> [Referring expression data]
------------------------------------------------

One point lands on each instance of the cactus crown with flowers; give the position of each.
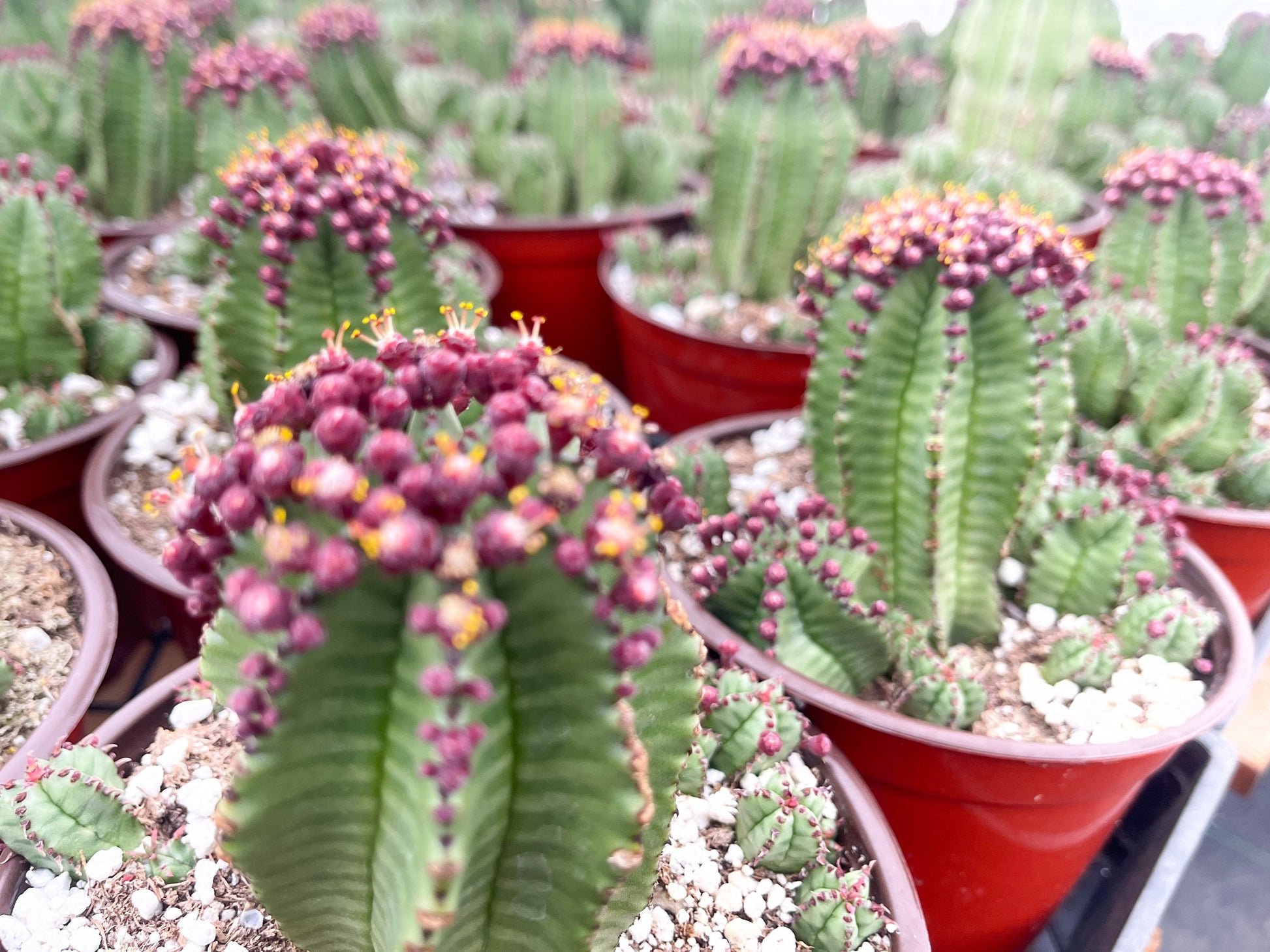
(442, 621)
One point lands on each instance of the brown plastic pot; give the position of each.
(134, 726)
(47, 475)
(996, 832)
(686, 377)
(98, 626)
(153, 601)
(549, 271)
(183, 325)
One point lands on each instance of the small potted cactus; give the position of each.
(59, 606)
(915, 530)
(707, 323)
(134, 59)
(311, 226)
(573, 162)
(1192, 412)
(67, 370)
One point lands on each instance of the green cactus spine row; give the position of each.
(68, 809)
(782, 129)
(351, 72)
(1181, 234)
(1011, 61)
(941, 318)
(314, 228)
(463, 577)
(240, 89)
(134, 60)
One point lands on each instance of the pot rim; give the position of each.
(1236, 675)
(165, 352)
(98, 630)
(606, 266)
(188, 323)
(102, 523)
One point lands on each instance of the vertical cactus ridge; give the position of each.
(447, 640)
(1170, 238)
(953, 299)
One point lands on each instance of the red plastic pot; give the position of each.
(549, 271)
(153, 601)
(995, 832)
(46, 475)
(98, 625)
(1239, 541)
(686, 378)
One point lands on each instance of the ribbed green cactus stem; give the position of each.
(780, 136)
(469, 612)
(1180, 234)
(50, 276)
(938, 394)
(1243, 69)
(1011, 61)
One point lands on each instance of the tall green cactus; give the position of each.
(351, 72)
(1181, 234)
(941, 342)
(463, 698)
(357, 238)
(1243, 69)
(241, 89)
(1011, 63)
(42, 112)
(781, 130)
(134, 61)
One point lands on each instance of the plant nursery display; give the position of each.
(940, 318)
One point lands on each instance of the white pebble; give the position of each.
(187, 714)
(104, 863)
(146, 904)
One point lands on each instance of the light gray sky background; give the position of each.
(1142, 20)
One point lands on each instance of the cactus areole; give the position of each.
(448, 553)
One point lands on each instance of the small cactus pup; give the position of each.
(243, 88)
(450, 551)
(352, 76)
(782, 127)
(970, 298)
(134, 60)
(313, 228)
(68, 809)
(42, 111)
(1243, 69)
(1183, 234)
(60, 360)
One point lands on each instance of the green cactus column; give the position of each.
(351, 72)
(781, 130)
(1181, 234)
(243, 89)
(938, 389)
(1011, 61)
(464, 701)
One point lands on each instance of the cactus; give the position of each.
(313, 228)
(134, 60)
(835, 912)
(42, 111)
(978, 331)
(1011, 63)
(478, 604)
(1181, 232)
(782, 127)
(780, 825)
(240, 89)
(351, 74)
(1243, 69)
(68, 809)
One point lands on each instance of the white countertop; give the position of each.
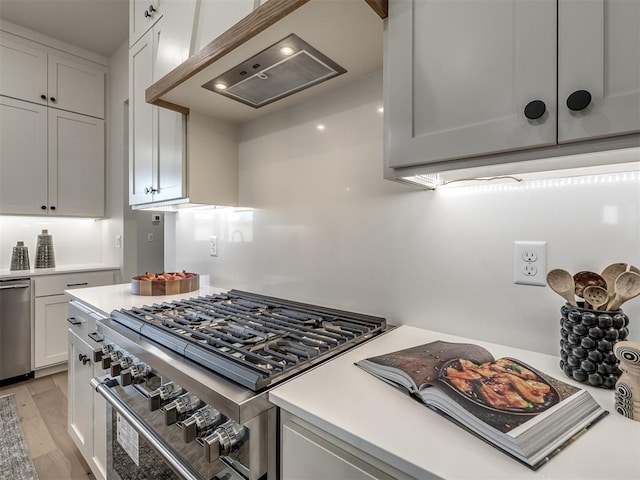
(108, 298)
(365, 412)
(34, 272)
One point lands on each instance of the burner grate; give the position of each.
(251, 339)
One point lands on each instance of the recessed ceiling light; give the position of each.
(286, 51)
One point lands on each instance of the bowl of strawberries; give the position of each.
(165, 283)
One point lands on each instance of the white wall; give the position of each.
(327, 228)
(75, 240)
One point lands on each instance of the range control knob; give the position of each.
(118, 366)
(110, 356)
(163, 395)
(134, 374)
(225, 439)
(197, 424)
(182, 406)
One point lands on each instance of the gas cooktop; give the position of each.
(252, 339)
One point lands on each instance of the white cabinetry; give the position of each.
(313, 454)
(466, 79)
(157, 150)
(52, 146)
(142, 15)
(51, 161)
(50, 313)
(159, 169)
(87, 409)
(31, 73)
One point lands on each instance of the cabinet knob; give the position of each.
(578, 100)
(535, 109)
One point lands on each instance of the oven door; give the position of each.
(140, 447)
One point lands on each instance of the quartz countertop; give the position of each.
(112, 297)
(5, 273)
(356, 407)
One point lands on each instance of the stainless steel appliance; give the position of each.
(188, 380)
(15, 329)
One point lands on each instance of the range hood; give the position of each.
(283, 52)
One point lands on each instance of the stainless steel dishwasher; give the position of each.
(15, 328)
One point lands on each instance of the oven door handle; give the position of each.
(176, 464)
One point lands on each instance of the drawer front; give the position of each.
(57, 284)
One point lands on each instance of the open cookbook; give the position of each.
(523, 412)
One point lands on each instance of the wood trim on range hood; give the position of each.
(347, 31)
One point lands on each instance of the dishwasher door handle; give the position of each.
(19, 285)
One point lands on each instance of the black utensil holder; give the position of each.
(587, 341)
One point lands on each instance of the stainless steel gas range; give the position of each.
(187, 382)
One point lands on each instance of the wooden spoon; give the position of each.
(562, 283)
(610, 273)
(627, 286)
(586, 279)
(596, 297)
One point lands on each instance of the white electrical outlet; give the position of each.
(213, 246)
(530, 263)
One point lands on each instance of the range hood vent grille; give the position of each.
(271, 75)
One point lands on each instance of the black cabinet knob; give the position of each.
(578, 100)
(535, 109)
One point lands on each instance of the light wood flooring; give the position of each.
(42, 407)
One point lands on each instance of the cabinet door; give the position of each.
(217, 16)
(169, 127)
(142, 15)
(599, 52)
(76, 87)
(80, 394)
(23, 71)
(459, 74)
(76, 164)
(23, 157)
(50, 334)
(172, 36)
(140, 121)
(306, 455)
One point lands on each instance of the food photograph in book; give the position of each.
(504, 393)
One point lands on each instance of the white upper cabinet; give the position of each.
(24, 71)
(75, 87)
(598, 68)
(460, 74)
(23, 157)
(34, 75)
(157, 150)
(76, 164)
(467, 78)
(142, 16)
(217, 16)
(51, 161)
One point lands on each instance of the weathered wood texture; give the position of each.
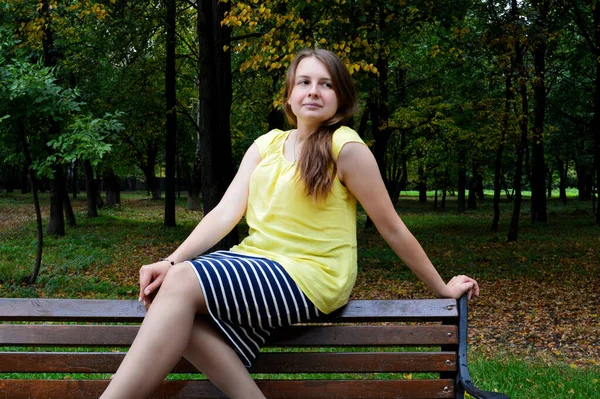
(121, 336)
(297, 362)
(284, 389)
(364, 338)
(132, 311)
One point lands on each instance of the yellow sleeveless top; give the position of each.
(315, 242)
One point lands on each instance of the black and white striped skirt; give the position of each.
(248, 297)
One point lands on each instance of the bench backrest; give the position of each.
(367, 353)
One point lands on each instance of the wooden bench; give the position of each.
(369, 333)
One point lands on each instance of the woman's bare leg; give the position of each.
(215, 358)
(162, 338)
(170, 328)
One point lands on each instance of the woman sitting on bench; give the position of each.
(298, 190)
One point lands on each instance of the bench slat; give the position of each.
(275, 389)
(117, 336)
(348, 362)
(36, 309)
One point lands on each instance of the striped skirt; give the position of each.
(248, 297)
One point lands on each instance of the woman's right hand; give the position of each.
(151, 277)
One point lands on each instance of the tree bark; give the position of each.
(563, 167)
(56, 224)
(214, 86)
(462, 184)
(500, 150)
(36, 203)
(90, 189)
(112, 185)
(171, 124)
(513, 230)
(596, 117)
(539, 212)
(67, 207)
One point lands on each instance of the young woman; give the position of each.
(298, 190)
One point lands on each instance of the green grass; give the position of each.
(100, 257)
(533, 379)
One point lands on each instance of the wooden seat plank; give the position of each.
(110, 310)
(274, 389)
(120, 336)
(295, 362)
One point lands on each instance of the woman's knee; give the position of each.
(181, 280)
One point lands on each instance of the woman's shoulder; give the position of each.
(270, 140)
(342, 136)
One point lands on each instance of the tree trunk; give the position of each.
(513, 230)
(462, 184)
(500, 150)
(56, 224)
(422, 183)
(596, 117)
(148, 167)
(74, 180)
(563, 167)
(36, 204)
(473, 187)
(90, 189)
(112, 186)
(171, 124)
(214, 86)
(539, 212)
(68, 208)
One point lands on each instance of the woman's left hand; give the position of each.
(459, 285)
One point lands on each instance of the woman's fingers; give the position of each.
(465, 284)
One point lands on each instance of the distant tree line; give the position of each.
(455, 96)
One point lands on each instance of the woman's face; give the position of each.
(313, 99)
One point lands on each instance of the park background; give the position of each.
(122, 122)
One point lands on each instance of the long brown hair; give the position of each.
(316, 165)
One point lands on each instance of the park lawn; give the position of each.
(536, 327)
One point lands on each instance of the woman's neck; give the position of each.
(303, 132)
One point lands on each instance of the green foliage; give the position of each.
(86, 138)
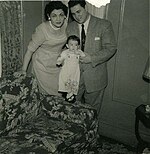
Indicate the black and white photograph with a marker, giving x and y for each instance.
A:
(74, 77)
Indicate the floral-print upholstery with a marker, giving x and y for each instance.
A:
(31, 122)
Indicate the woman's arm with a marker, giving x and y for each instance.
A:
(37, 39)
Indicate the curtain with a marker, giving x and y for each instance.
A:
(11, 36)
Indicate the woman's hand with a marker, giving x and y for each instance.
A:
(20, 73)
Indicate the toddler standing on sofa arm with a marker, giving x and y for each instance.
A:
(70, 72)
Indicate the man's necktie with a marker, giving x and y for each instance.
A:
(83, 37)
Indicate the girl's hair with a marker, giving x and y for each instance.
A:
(74, 38)
(72, 3)
(52, 5)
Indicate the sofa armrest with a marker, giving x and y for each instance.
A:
(78, 113)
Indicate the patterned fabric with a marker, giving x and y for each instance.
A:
(11, 36)
(32, 122)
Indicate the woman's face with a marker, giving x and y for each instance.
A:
(73, 45)
(57, 18)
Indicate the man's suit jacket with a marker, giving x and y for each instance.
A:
(101, 45)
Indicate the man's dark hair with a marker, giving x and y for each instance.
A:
(74, 38)
(52, 5)
(72, 3)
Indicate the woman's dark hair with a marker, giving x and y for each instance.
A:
(74, 38)
(72, 3)
(52, 5)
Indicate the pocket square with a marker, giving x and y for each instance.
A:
(97, 38)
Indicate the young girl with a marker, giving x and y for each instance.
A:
(70, 72)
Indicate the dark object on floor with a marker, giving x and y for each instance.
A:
(144, 117)
(42, 124)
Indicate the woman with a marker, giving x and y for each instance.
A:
(45, 47)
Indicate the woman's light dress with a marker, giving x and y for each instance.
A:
(47, 44)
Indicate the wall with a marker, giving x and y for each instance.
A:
(126, 89)
(32, 17)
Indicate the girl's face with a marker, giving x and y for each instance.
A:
(57, 18)
(73, 45)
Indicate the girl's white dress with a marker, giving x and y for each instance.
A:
(70, 72)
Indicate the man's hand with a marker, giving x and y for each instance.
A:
(86, 59)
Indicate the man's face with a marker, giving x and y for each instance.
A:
(73, 45)
(79, 13)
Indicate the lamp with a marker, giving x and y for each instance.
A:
(146, 73)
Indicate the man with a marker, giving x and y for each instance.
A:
(99, 45)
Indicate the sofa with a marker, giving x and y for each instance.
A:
(36, 123)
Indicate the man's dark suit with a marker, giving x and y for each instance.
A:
(101, 46)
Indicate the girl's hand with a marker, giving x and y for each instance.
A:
(86, 59)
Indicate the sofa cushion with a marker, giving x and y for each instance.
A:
(19, 99)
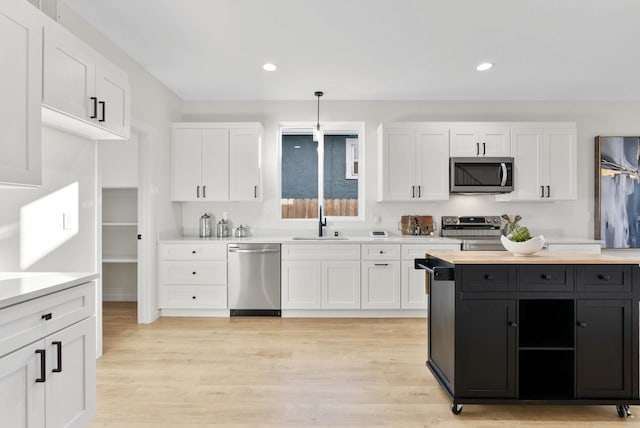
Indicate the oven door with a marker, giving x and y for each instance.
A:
(481, 175)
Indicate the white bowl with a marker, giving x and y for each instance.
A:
(525, 248)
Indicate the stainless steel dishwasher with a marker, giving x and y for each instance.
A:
(254, 279)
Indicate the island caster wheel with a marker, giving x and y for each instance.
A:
(456, 409)
(623, 410)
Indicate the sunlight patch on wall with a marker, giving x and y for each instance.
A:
(47, 223)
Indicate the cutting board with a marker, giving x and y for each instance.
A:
(425, 222)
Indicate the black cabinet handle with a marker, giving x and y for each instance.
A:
(94, 114)
(43, 366)
(58, 345)
(102, 118)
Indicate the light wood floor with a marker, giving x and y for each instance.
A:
(273, 372)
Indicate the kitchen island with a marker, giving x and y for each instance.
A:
(557, 328)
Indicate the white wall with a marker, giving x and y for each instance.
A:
(31, 234)
(556, 219)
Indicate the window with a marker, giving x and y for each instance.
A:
(326, 170)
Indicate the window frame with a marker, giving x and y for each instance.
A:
(335, 128)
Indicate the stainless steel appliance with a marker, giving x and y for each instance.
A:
(481, 175)
(254, 279)
(477, 233)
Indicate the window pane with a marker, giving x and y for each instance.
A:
(299, 176)
(340, 175)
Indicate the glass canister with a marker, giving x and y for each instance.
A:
(205, 226)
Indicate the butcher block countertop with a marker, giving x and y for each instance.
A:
(541, 257)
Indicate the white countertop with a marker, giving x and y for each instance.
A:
(17, 287)
(314, 240)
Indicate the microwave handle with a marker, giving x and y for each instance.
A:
(504, 174)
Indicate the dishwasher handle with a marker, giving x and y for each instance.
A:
(261, 251)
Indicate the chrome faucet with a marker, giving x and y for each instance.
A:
(321, 222)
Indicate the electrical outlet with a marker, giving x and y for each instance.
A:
(68, 221)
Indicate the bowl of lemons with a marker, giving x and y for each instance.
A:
(520, 242)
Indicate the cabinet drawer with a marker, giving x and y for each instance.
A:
(25, 322)
(193, 272)
(321, 251)
(604, 278)
(193, 297)
(381, 252)
(413, 251)
(489, 278)
(545, 278)
(193, 251)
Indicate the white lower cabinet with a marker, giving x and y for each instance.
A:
(192, 276)
(49, 382)
(321, 276)
(380, 284)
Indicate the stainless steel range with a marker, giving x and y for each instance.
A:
(477, 233)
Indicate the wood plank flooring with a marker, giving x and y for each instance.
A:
(273, 372)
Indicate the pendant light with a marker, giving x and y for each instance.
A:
(316, 132)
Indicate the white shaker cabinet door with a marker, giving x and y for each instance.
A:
(432, 168)
(21, 397)
(301, 284)
(21, 89)
(244, 165)
(215, 165)
(397, 156)
(186, 161)
(114, 109)
(341, 284)
(70, 388)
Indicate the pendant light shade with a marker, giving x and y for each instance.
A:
(316, 132)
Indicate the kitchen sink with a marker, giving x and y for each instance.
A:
(319, 238)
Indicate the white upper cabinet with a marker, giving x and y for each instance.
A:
(82, 92)
(216, 161)
(545, 164)
(479, 140)
(413, 162)
(21, 87)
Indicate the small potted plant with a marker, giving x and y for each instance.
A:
(520, 242)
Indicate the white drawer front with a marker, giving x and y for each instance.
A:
(417, 251)
(193, 272)
(381, 252)
(196, 251)
(193, 297)
(321, 251)
(25, 322)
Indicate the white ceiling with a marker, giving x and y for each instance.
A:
(380, 49)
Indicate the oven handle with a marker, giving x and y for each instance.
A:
(504, 174)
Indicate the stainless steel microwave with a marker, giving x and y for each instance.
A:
(481, 175)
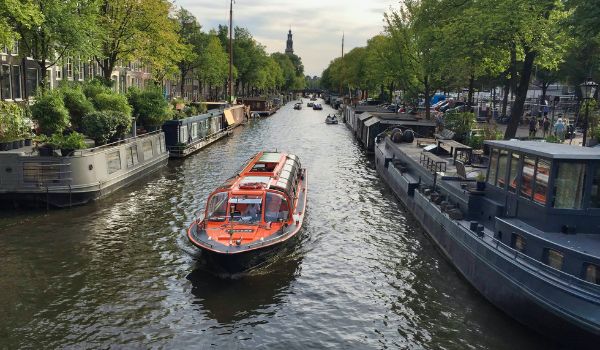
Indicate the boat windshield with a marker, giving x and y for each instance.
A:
(245, 209)
(217, 207)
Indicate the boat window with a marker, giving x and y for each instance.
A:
(502, 163)
(553, 258)
(527, 174)
(183, 134)
(569, 185)
(592, 273)
(542, 174)
(217, 207)
(276, 208)
(131, 156)
(245, 209)
(493, 165)
(113, 162)
(518, 242)
(148, 150)
(514, 167)
(595, 195)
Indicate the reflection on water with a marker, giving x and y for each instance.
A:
(362, 274)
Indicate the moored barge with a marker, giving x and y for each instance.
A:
(253, 214)
(529, 242)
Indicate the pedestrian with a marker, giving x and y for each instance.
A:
(559, 130)
(546, 126)
(532, 127)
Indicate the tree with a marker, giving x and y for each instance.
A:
(14, 13)
(194, 41)
(136, 28)
(68, 28)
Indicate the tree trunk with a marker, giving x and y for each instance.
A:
(506, 91)
(521, 95)
(427, 102)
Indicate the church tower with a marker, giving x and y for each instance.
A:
(289, 49)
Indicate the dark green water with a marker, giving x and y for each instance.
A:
(119, 273)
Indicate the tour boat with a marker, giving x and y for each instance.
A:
(253, 214)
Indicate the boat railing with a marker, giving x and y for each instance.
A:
(539, 266)
(81, 152)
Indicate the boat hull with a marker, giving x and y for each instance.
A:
(528, 298)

------------------------------------------------

> [Aim of the task] Look through the entries above, find each line containing "boat", and copy it.

> [Response to the exercise]
Indicate the boat windshield with a marker, giving x and y for each instance.
Indicate the boat window with a marker, giving x and y for each instance.
Indicate the tour boat with a marker, giving x and y for each instance.
Indicate the boat railing with a marker, giving x and y for each instance.
Indicate the boat hull with a marker, giving x and y for each instance.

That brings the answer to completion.